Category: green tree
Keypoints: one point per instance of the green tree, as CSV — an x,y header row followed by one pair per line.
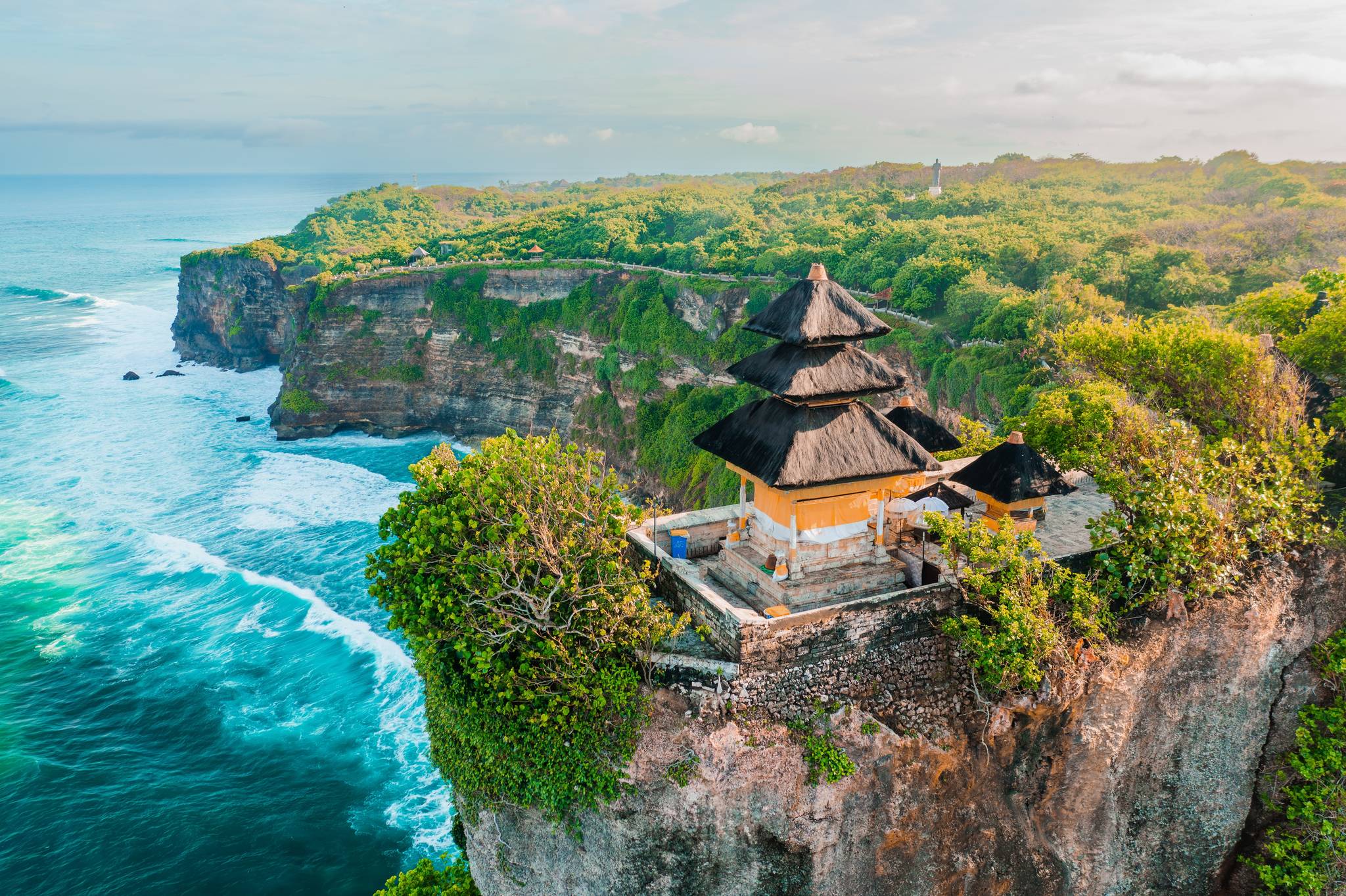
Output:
x,y
507,572
1026,608
425,879
1305,855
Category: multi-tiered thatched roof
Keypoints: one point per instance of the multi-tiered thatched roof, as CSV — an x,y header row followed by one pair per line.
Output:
-------
Exercise details: Would you state how many lines of the data above hold the string "thatched"? Reply with the number alone.

Task output: 2